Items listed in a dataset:
§ §
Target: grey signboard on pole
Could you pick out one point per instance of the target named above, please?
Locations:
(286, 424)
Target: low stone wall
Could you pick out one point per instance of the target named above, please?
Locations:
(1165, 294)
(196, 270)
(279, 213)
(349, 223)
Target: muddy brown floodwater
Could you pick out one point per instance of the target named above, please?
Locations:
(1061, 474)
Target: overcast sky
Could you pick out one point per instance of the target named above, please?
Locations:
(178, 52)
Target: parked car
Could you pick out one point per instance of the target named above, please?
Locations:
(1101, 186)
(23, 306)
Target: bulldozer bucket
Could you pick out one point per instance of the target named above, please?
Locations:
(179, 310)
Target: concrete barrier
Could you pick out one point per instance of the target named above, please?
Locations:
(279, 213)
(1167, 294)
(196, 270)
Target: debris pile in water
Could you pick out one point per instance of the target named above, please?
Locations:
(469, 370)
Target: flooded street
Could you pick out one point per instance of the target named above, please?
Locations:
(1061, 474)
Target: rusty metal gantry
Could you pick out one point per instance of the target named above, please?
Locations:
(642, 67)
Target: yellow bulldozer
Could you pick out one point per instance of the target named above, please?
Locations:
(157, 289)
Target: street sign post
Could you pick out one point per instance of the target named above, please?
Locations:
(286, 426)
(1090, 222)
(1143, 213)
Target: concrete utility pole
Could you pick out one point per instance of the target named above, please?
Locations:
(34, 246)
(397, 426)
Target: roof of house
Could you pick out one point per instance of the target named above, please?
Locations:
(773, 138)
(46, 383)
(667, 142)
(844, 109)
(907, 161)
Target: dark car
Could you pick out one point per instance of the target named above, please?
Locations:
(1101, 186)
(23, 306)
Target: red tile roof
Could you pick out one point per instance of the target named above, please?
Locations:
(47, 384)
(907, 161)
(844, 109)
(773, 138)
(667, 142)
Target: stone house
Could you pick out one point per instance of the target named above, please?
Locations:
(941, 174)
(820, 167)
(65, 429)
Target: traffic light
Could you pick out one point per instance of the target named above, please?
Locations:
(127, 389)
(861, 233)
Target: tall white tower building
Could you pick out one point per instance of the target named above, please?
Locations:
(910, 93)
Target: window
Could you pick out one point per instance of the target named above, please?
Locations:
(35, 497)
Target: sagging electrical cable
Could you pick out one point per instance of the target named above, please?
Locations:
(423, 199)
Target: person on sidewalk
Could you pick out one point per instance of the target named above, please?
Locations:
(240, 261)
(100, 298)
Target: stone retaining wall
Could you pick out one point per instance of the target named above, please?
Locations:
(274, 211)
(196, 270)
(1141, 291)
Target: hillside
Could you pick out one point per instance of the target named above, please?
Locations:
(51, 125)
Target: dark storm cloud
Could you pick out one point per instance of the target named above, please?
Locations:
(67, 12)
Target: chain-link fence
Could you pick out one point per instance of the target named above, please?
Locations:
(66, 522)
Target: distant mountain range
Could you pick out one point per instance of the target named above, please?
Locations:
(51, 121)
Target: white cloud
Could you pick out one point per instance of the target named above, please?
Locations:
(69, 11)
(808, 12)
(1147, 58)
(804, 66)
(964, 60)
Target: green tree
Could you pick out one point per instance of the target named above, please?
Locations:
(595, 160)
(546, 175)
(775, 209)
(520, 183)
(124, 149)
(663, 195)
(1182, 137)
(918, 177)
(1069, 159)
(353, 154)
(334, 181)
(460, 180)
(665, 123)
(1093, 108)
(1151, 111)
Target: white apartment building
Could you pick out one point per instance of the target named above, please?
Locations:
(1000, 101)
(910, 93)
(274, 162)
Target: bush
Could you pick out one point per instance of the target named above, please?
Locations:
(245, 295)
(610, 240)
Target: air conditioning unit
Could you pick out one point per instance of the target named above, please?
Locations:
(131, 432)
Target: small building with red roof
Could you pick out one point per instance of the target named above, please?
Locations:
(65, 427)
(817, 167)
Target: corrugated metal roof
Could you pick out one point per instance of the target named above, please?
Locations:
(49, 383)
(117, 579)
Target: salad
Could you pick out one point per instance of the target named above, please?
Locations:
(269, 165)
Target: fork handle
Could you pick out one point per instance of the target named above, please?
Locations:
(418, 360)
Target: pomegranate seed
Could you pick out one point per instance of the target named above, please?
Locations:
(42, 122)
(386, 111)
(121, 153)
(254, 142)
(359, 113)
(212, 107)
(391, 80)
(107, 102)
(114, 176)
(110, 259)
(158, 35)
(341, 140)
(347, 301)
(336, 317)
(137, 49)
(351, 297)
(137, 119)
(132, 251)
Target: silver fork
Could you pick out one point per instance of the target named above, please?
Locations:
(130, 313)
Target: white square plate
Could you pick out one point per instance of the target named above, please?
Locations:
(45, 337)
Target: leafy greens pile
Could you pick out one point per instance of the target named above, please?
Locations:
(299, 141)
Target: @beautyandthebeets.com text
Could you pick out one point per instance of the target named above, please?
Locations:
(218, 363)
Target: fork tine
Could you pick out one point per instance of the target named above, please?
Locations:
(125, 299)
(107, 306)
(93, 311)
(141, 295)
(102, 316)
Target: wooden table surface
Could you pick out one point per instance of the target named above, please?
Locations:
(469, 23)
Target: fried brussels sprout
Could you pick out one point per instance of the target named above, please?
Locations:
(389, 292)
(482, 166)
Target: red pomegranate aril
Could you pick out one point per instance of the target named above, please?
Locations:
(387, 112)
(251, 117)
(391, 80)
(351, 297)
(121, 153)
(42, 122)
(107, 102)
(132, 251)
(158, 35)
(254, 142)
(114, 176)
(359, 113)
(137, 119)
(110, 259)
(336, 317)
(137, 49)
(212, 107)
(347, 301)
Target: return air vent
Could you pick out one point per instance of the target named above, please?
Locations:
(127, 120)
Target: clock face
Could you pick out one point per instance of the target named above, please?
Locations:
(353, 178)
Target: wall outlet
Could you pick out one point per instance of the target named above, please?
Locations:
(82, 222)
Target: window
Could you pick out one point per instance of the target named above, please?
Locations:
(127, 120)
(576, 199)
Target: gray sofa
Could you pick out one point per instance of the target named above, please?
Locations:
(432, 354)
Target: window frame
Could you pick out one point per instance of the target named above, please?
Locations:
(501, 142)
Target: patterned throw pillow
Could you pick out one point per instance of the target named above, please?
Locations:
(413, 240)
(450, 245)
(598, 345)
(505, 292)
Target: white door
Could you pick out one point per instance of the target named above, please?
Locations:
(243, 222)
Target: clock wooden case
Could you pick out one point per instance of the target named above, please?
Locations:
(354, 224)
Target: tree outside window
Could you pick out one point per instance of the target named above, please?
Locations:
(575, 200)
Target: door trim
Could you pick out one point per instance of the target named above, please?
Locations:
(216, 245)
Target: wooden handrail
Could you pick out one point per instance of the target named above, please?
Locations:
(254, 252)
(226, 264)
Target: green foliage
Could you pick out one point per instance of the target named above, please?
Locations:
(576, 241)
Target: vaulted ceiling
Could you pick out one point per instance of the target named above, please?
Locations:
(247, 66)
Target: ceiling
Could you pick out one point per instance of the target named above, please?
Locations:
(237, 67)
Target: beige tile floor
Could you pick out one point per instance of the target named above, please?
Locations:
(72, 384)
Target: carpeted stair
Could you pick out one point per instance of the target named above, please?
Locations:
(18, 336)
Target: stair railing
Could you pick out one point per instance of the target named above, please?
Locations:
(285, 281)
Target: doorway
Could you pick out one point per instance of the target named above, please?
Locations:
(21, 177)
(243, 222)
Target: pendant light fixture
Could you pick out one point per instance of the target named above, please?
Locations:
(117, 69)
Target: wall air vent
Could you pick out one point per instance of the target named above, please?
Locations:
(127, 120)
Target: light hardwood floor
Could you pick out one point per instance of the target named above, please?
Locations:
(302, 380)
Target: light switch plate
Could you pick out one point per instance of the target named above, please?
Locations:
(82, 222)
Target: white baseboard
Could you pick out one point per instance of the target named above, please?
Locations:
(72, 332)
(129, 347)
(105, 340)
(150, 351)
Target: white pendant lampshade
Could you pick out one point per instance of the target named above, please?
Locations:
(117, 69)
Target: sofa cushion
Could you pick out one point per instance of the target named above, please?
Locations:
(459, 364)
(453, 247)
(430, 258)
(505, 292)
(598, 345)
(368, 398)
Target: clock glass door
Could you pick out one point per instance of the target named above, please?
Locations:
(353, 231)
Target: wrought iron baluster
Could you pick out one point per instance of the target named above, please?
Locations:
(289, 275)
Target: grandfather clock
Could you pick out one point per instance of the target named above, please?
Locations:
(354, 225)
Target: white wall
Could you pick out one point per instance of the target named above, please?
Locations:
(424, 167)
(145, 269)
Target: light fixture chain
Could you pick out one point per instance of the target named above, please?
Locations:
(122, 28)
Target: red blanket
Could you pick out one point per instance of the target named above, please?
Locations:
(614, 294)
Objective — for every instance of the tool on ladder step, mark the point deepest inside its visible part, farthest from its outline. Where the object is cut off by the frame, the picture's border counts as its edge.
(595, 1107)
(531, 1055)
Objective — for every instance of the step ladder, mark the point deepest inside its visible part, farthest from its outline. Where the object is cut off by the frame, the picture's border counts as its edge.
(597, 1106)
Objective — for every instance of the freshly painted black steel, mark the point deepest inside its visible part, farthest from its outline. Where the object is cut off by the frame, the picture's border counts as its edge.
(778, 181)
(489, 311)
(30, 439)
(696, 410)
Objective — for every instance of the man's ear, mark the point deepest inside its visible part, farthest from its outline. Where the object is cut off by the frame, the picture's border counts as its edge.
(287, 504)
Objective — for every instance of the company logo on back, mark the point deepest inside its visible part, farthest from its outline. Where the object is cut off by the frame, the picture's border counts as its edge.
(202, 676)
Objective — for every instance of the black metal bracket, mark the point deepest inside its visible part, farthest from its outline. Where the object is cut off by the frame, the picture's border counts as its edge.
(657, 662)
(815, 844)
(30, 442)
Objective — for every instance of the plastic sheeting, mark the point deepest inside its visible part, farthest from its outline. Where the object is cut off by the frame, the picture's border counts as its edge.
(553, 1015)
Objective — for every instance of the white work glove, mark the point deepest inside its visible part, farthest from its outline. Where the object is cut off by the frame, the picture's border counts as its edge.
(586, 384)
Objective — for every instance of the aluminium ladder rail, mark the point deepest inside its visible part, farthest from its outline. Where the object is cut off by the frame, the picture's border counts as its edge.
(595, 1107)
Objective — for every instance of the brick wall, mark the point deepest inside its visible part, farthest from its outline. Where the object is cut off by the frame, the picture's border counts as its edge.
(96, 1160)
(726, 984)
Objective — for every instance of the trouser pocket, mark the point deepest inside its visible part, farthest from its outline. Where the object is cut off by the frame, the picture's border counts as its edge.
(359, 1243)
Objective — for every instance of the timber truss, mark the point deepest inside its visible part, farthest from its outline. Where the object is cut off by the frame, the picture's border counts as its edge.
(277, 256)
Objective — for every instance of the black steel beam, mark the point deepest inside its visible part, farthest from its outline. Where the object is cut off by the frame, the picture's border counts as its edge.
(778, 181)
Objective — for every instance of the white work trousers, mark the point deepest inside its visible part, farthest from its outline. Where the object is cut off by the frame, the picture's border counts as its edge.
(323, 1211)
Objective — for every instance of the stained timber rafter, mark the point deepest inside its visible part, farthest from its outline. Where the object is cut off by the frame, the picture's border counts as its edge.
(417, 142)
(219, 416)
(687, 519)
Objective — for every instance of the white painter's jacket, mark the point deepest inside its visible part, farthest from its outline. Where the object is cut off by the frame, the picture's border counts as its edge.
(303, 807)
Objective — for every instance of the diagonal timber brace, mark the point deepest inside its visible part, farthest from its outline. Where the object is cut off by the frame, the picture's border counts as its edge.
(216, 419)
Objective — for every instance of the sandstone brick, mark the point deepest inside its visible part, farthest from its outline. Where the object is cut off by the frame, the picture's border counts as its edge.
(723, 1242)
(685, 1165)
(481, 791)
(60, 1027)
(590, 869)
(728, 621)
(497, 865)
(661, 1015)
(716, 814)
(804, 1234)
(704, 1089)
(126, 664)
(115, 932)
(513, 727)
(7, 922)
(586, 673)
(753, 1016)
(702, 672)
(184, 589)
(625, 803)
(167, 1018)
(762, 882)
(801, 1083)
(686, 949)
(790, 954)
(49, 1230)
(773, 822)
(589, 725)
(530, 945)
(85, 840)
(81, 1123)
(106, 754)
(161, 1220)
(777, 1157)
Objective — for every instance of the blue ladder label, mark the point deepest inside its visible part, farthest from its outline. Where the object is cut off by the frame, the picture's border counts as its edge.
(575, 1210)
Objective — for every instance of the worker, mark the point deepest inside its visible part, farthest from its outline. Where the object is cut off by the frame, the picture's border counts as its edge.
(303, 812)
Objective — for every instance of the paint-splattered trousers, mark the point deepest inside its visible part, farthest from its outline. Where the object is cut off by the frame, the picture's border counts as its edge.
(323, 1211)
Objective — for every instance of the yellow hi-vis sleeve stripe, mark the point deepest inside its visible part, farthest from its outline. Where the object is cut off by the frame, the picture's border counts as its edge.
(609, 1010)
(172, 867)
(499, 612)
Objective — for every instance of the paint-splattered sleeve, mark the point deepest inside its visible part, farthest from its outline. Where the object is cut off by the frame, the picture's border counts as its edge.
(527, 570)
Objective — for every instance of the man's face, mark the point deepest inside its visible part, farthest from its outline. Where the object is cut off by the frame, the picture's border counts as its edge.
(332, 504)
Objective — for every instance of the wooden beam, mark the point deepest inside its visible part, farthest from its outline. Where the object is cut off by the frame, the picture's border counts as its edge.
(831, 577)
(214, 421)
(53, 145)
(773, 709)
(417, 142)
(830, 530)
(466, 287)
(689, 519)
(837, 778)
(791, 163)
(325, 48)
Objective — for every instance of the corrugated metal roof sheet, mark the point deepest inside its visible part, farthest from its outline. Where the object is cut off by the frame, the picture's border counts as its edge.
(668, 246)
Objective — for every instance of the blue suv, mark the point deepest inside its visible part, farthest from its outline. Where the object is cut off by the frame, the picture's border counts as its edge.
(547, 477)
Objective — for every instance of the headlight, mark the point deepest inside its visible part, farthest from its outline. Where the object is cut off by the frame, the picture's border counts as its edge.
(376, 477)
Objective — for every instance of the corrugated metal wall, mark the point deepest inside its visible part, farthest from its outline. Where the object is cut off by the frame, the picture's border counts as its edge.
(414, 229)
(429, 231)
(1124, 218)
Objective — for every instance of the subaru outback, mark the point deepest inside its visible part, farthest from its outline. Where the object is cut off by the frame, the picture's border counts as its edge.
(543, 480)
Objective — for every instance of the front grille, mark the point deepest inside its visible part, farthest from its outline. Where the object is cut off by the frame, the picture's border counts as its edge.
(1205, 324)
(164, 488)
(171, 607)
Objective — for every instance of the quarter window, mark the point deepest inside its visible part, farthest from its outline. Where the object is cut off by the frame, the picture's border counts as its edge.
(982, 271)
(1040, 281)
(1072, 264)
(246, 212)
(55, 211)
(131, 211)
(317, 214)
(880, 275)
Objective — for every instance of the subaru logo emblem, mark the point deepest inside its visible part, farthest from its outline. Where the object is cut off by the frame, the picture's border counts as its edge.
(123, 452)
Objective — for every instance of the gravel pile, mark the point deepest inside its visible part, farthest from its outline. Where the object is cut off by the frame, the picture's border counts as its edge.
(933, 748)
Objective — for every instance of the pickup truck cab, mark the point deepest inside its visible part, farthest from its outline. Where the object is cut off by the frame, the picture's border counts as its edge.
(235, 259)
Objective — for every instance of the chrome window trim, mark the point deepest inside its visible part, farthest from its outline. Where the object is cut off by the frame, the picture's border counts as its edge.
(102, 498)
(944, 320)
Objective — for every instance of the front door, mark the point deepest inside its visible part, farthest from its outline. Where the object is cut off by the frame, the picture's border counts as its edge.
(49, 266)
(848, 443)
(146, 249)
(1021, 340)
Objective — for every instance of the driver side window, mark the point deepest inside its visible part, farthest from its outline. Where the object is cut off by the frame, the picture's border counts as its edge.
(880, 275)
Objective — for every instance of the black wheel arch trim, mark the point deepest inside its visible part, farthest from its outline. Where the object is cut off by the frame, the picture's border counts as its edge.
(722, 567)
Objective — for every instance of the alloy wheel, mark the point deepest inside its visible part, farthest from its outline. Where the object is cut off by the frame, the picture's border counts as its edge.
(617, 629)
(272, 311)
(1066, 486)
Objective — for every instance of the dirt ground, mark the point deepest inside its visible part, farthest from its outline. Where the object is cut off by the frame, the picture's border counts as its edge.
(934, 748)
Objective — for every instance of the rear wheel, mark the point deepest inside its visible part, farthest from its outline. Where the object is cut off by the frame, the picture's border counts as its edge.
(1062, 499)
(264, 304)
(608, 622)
§ §
Count every line of the entries that holds the string "house". Please answer with the count alone.

2